§ Text block:
------------------------------------------------

Categories : Cash is trust
August 8, 2017
Tags : Cash, Europe, Public good, Regulation
Various associations stepped up to defend cash following a public consultation on possible cash restrictions in the EU.
Communication Team / Equipo de Comunicación

In January 2017, the European Commission released an Inception Impact Assessment followed by a public consultation designed to explore several options to limit cash transactions, identified as a “major way” to finance terrorist activities. In response, various organizations and individuals have stepped up to the plate to defend cash payments, including EURICPA – the European cash protection association. 

EURICPA was created in 2005 in Brussels and represents the European manufacturers of intelligent solutions for cash transportation and storage, based on a system of banknote neutralisation by staining inks. The association answered to the public consultation by publishing a position paper demonstrating that cash and terrorism cannot be linked together. In addition, EURICPA firmly affirmed that cash payment restrictions would have a negative impact on the EU economy and affect European citizens’ freedom of choice. The results of the public survey led to similar conclusions. In fact, 86% believe cash restrictions will not help combat the financing of terrorism and 87% believe that such restrictions will negatively affect the economy.

------------------------------------------------

§ Written problem A:
Can you put the rows, from the first row through the line containing "[[428, 188, 455, 208], [391, 68, 406, 85]]", into a JSON list of strings with one string per line and blank lines left out?

------------------------------------------------

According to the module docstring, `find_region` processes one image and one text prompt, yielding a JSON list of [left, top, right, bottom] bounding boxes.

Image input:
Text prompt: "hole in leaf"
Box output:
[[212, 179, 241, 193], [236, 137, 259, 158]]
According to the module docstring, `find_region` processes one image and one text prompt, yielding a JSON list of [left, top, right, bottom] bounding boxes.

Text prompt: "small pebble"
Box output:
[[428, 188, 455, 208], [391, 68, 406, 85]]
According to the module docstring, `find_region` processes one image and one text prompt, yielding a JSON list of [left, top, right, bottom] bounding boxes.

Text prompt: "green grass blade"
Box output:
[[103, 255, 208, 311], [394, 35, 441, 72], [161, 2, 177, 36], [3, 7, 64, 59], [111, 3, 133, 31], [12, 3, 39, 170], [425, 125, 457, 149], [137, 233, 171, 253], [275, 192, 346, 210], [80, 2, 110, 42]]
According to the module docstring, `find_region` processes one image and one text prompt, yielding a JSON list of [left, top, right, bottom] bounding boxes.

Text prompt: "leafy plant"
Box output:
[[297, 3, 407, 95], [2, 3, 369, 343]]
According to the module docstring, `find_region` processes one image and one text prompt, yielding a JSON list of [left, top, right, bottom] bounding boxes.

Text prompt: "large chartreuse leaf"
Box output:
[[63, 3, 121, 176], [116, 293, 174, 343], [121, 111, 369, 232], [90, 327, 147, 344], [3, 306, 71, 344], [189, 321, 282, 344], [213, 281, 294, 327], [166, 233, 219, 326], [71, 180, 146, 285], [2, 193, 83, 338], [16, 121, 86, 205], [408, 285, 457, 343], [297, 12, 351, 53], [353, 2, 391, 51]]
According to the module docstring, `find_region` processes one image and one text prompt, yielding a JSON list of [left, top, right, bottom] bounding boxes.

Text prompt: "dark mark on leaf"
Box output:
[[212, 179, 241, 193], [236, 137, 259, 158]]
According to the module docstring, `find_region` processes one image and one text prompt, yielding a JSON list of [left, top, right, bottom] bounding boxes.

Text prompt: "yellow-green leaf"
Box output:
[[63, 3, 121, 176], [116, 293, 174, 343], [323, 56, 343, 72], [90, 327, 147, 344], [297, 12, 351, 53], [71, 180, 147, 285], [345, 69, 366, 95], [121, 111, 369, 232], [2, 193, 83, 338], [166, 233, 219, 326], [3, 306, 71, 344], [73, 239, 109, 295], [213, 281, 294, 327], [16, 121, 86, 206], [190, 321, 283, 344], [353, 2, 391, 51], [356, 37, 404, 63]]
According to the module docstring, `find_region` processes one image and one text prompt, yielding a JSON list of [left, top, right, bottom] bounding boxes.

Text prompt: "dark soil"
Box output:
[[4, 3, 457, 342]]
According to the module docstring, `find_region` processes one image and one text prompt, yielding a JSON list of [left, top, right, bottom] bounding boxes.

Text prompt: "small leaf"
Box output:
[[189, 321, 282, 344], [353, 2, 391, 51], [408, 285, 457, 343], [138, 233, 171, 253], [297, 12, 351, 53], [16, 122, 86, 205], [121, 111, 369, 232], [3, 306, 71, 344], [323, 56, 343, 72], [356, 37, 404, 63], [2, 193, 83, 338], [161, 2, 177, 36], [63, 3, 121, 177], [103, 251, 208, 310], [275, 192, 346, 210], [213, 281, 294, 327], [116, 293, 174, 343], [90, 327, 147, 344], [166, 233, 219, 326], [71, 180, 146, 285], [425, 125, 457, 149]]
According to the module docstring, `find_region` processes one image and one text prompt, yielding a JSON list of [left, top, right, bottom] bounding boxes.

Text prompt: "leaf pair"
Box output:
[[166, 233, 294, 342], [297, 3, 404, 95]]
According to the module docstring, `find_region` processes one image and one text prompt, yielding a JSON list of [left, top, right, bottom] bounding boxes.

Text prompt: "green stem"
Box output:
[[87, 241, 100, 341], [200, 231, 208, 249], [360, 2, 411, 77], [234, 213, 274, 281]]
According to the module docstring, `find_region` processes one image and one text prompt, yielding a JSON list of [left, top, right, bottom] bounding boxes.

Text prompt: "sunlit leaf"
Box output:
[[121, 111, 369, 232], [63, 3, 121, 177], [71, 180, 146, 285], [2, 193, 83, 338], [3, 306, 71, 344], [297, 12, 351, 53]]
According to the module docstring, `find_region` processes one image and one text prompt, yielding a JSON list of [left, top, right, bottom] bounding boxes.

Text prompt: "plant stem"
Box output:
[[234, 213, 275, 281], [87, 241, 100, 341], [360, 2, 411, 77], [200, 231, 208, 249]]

------------------------------------------------

§ Written problem B:
Answer these about the article on cash restrictions:
(i) In what month and year did the European Commission release its Inception Impact Assessment?
(ii) Where and in what year was EURICPA created?
(iii) What percentage of the public survey believe cash restrictions will negatively affect the economy?

§ Output A:
[
  "According to the module docstring, `find_region` processes one image and one text prompt, yielding a JSON list of [left, top, right, bottom] bounding boxes.",
  "Image input:",
  "Text prompt: \"hole in leaf\"",
  "Box output:",
  "[[212, 179, 241, 193], [236, 137, 259, 158]]",
  "According to the module docstring, `find_region` processes one image and one text prompt, yielding a JSON list of [left, top, right, bottom] bounding boxes.",
  "Text prompt: \"small pebble\"",
  "Box output:",
  "[[428, 188, 455, 208], [391, 68, 406, 85]]"
]

§ Output B:
(i) January 2017
(ii) In Brussels, in 2005
(iii) 87%